*CHALLENGE:*
Please list each line of the items below that contains the string "splash".

*Point-labeling examples:*
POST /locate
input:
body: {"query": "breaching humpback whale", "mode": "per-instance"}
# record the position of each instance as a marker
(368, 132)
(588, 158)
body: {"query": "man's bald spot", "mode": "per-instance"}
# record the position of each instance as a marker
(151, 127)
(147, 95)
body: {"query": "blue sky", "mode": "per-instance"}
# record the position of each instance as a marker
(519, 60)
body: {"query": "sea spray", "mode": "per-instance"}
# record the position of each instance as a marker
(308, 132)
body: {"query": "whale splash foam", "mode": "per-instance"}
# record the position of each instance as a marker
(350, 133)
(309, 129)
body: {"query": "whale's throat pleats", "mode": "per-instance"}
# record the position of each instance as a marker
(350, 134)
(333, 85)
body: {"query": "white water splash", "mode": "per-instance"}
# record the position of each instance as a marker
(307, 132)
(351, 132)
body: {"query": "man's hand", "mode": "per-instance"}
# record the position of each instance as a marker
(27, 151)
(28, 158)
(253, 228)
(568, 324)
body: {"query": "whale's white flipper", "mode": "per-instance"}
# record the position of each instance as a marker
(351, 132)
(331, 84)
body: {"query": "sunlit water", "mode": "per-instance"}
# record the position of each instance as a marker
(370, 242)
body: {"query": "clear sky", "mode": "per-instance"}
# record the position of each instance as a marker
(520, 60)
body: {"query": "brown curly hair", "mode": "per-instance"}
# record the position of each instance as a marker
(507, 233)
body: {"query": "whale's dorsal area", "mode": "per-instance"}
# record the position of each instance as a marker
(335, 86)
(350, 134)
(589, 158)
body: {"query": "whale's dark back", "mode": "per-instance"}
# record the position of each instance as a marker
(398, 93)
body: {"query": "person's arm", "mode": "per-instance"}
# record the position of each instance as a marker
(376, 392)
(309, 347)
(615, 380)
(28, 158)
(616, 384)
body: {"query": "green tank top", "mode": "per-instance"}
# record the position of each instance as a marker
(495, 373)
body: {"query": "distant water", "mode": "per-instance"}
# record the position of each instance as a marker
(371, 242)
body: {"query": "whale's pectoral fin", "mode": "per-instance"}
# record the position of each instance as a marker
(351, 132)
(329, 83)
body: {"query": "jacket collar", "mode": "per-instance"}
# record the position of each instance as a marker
--
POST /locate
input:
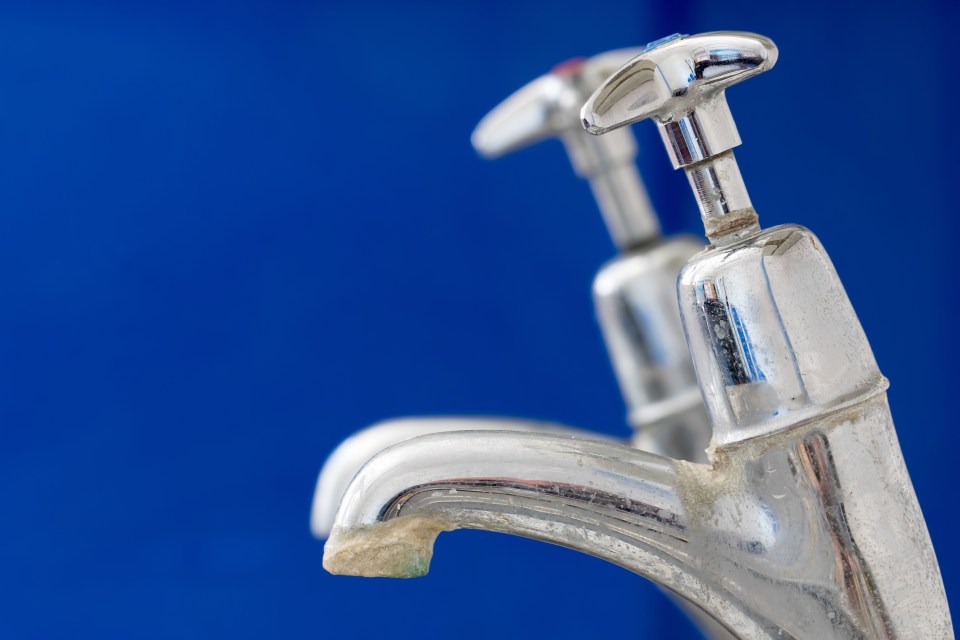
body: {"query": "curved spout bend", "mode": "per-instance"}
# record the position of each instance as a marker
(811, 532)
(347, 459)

*TASK RESULT:*
body: {"query": "whale splash foam", "mode": "per-instance"}
body: {"query": "white water splash", "mode": "per-instance"}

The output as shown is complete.